◆ WHAT YOU WILL DO
Output the listing between the lines holding "Annotation task: In the image below, draw" and "54, 96, 64]]", inclusive, as a two-column CSV with the headers instruction and boxes, one row per entry: the instruction text and its answer, each in a single quoted field with line breaks turned into spaces. Leave the pictures out.

══ ENTRIES SHOWN

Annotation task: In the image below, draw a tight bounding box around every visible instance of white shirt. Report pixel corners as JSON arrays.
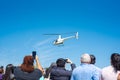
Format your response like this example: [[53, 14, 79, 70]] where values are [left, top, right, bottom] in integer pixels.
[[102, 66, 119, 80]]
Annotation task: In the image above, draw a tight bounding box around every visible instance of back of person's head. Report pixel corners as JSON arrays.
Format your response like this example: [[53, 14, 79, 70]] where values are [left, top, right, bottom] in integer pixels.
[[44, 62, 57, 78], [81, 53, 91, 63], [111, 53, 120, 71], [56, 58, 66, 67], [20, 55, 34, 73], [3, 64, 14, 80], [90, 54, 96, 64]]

════
══ ENTRIES SHOWN

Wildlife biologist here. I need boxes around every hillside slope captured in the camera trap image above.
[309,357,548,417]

════

◆ FULL RESPONSE
instruction,boxes
"Annotation task: In the image below, draw a tight bounding box around every visible instance of white shirt. Report pixel corners as JSON arrays. Format your response like this example: [[53, 14, 79, 70]] where values are [left, top, right, bottom] in integer pixels.","[[102, 66, 119, 80]]"
"Annotation task: In the image above, draw a tight bounding box around every visible instance of back of person's head. Report pixel corners as JSON arrays. Format your response like this example: [[53, 14, 79, 70]] where values are [left, top, right, bottom] in integer pixels.","[[44, 62, 57, 78], [81, 53, 91, 63], [111, 53, 120, 71], [56, 58, 66, 67], [20, 55, 34, 73], [3, 64, 14, 80], [90, 54, 96, 64]]"